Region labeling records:
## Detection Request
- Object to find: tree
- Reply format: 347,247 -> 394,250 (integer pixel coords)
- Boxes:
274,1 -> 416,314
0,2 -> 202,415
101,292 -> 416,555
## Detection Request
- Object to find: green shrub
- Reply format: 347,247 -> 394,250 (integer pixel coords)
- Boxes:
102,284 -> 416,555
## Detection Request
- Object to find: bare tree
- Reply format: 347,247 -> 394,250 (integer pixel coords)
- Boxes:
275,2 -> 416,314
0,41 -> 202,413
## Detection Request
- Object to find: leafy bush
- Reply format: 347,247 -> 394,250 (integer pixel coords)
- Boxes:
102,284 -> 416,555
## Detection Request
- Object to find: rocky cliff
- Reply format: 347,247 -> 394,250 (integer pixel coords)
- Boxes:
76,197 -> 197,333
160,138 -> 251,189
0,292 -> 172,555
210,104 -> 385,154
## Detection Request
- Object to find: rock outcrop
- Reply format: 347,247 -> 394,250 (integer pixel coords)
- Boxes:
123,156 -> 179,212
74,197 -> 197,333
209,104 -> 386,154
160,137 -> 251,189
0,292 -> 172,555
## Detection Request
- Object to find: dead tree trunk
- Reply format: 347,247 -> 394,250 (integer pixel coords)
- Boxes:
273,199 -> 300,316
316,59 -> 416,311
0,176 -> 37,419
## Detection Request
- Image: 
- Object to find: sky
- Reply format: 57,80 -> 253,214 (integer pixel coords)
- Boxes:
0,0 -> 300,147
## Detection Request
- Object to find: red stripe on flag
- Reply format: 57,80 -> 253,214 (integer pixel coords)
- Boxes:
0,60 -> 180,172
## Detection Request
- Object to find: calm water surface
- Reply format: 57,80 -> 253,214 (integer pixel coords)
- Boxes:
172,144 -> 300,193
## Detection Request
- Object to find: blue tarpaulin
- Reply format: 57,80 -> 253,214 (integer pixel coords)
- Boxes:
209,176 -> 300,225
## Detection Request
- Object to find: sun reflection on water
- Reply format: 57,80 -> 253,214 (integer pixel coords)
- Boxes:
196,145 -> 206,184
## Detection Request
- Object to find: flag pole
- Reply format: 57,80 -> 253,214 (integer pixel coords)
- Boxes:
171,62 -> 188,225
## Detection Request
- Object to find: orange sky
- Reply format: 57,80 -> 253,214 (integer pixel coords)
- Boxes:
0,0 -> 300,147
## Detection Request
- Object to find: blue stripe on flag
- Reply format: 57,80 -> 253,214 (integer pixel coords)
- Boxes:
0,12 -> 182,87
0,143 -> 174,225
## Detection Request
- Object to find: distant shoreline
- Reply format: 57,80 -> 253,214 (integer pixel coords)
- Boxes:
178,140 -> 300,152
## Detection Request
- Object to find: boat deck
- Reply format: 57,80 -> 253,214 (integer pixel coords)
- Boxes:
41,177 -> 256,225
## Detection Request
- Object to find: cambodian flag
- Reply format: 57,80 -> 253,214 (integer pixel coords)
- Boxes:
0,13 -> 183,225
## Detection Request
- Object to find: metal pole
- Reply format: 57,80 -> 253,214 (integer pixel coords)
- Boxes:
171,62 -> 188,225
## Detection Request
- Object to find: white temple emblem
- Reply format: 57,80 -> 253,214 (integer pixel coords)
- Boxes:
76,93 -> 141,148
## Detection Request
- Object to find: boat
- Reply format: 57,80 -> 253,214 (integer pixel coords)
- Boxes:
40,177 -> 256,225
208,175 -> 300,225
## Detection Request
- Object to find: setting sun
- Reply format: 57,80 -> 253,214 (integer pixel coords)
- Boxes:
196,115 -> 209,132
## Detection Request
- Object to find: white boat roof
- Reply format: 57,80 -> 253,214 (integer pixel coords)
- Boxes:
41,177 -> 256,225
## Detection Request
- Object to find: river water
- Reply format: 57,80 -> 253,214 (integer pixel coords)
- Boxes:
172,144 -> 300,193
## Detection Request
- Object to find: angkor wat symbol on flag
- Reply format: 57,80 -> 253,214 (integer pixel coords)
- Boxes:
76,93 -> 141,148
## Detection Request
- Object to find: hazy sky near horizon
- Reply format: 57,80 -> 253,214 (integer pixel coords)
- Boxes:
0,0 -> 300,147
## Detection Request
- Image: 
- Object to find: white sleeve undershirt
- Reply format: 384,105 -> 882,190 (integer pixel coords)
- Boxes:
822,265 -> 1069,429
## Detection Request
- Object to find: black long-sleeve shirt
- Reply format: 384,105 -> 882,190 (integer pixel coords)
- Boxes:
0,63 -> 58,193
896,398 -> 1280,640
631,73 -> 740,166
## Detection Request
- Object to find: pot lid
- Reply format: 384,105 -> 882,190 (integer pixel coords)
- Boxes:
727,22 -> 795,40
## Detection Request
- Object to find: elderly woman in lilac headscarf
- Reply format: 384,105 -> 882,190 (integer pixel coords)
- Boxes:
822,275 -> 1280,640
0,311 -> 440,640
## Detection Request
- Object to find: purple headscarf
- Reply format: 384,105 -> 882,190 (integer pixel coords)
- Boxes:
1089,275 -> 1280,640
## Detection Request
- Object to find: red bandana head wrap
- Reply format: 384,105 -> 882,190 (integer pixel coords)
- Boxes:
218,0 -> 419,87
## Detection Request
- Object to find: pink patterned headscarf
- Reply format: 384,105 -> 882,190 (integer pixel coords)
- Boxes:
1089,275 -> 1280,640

PROMPT: Rewrite all of the records above, replacing every instance of "Object to find" with "Target label" and leaving everything else unchanged.

ANSWER TO THE PROBLEM:
## Detection Request
- Target label: tree
- Reply format: 347,247 -> 394,250 (integer pixel coords)
- Boxes:
274,1 -> 416,314
0,2 -> 202,415
101,292 -> 416,555
## Detection Request
- Target label: green shrub
- Reply format: 347,247 -> 394,250 (integer pixel coords)
- Boxes:
102,284 -> 416,555
## Detection Request
- Target label: bare tree
- Reply format: 347,247 -> 394,250 (integer pixel coords)
- Boxes:
275,2 -> 416,314
0,41 -> 202,413
## Detection Request
- Target label: leafy bush
- Reply format: 347,247 -> 394,250 (integer pixel coords)
- Boxes:
102,284 -> 416,555
## Detection Request
- Target label: rocky cliff
- Reply format: 347,247 -> 394,250 (integer pixel coords)
- Boxes:
76,197 -> 197,333
160,138 -> 251,189
0,292 -> 172,555
210,104 -> 385,154
## Detection Request
- Target label: rock outcrop
- Reply format: 347,247 -> 394,250 (integer pixel coords)
- Boxes:
123,156 -> 179,212
74,197 -> 197,333
209,104 -> 386,154
160,137 -> 251,189
0,292 -> 172,555
## Detection Request
- Target label: dead tree trunk
- Reply format: 347,247 -> 394,250 (integer pixel coords)
- Boxes:
273,199 -> 300,316
316,59 -> 416,311
0,176 -> 37,419
## Detection Request
- Image: 
- Target label: sky
- Reply format: 57,80 -> 253,214 (integer pixel coords)
- Boxes:
0,0 -> 300,147
## Detection Request
- Target label: red stripe on flag
- Reply format: 57,80 -> 253,214 (integer pixel coords)
- Boxes:
0,60 -> 180,172
## Detection Request
- Target label: calm water surface
- Reply format: 57,80 -> 253,214 (integer pixel coords)
- Boxes:
172,144 -> 300,193
## Detection Request
- Target label: blue tarpaulin
- Reply format: 57,80 -> 253,214 (integer pixel coords)
- Boxes:
209,176 -> 300,225
## Detection Request
- Target label: sun reflection on water
- Reply format: 57,80 -> 253,214 (integer pixel coords)
- Boxes:
196,145 -> 206,184
## Detection Request
- Target label: flag pole
- Reply format: 57,80 -> 253,214 (integer pixel coords)
- Boxes:
171,62 -> 188,225
## Detection Request
- Target label: orange sky
- Reply format: 57,80 -> 253,214 (integer pixel coords)
- Boxes:
0,0 -> 300,147
## Detection Request
- Target label: blue stripe on flag
- Reply format: 57,80 -> 253,214 (integer pixel coords)
- Boxes:
0,12 -> 182,87
0,143 -> 174,225
## Detection Request
- Target label: distant shoreline
- Reply format: 57,80 -> 253,214 (integer pixel coords)
- Boxes:
178,140 -> 300,152
## Detection Request
- Target label: boat deck
- Reply format: 57,80 -> 253,214 (integer pixel coords)
- Boxes:
41,177 -> 256,225
## Detection Request
- Target label: cambodian flag
- Reply format: 57,80 -> 253,214 (integer pixel coords)
- Boxes:
0,13 -> 183,225
## Detection Request
- Target label: metal pole
- Reply format: 57,80 -> 253,214 (integer pixel coords)
- Boxes:
171,62 -> 188,225
## Detection Request
- Target label: white temple emblem
- Reply format: 57,80 -> 253,214 (integer pixel coords)
- Boxes:
76,93 -> 141,148
## Detection Request
- Target label: boat
- Reply format: 57,80 -> 253,214 (integer pixel coords)
- Boxes:
40,177 -> 256,225
208,175 -> 300,225
## Detection Request
- Target label: setting sun
- Reply format: 57,80 -> 253,214 (integer pixel coords)
- Boxes:
196,115 -> 209,132
## Detection Request
- Target label: white boat roof
- Reply format: 57,80 -> 253,214 (integer pixel coords)
- Boxes:
41,177 -> 256,225
## Detection Request
- Target label: river water
- Reply format: 57,80 -> 253,214 (integer pixel coords)
- Boxes:
172,144 -> 300,193
## Detection Request
- Target label: angkor wat symbol on flag
- Reply format: 57,80 -> 253,214 (integer pixel coords)
- Boxes:
76,93 -> 141,148
## Detection Request
- Target label: hazy sky near horizon
- Reply format: 57,80 -> 253,214 (integer pixel coords)
- Boxes:
0,0 -> 300,147
## Detection Request
- Image: 
- Target label: white sleeve undershirt
- Reply format: 384,105 -> 882,190 (integer pixel coords)
- Boxes:
822,265 -> 1069,429
## Detection Request
- Target label: black long-sleeve shirt
- Reply format: 384,105 -> 882,190 (integer pixel coords)
- Boxes:
0,63 -> 58,193
896,398 -> 1280,640
631,73 -> 740,166
## Detection Request
- Target label: pot lid
- Reply format: 384,105 -> 882,190 (integer pixel coords)
- Boxes:
727,22 -> 795,40
## Detection Request
- Target label: elderly woman in lilac headscarf
- Reply format: 384,105 -> 882,190 (integer pixel coords)
- Boxes:
822,275 -> 1280,640
0,311 -> 440,640
## Detection Request
- Target label: purple headscarf
- Reply format: 384,105 -> 882,190 (integer pixel coords)
- Boxes:
1089,275 -> 1280,640
## Detection Request
- Target label: red bandana head wrap
- Reply format: 384,105 -> 882,190 (integer pixel coords)
- Boxes:
218,0 -> 419,87
## Detection Request
- Target label: pink patterned headscarf
- Reply format: 384,105 -> 882,190 (integer pixel coords)
- Boxes:
1089,275 -> 1280,640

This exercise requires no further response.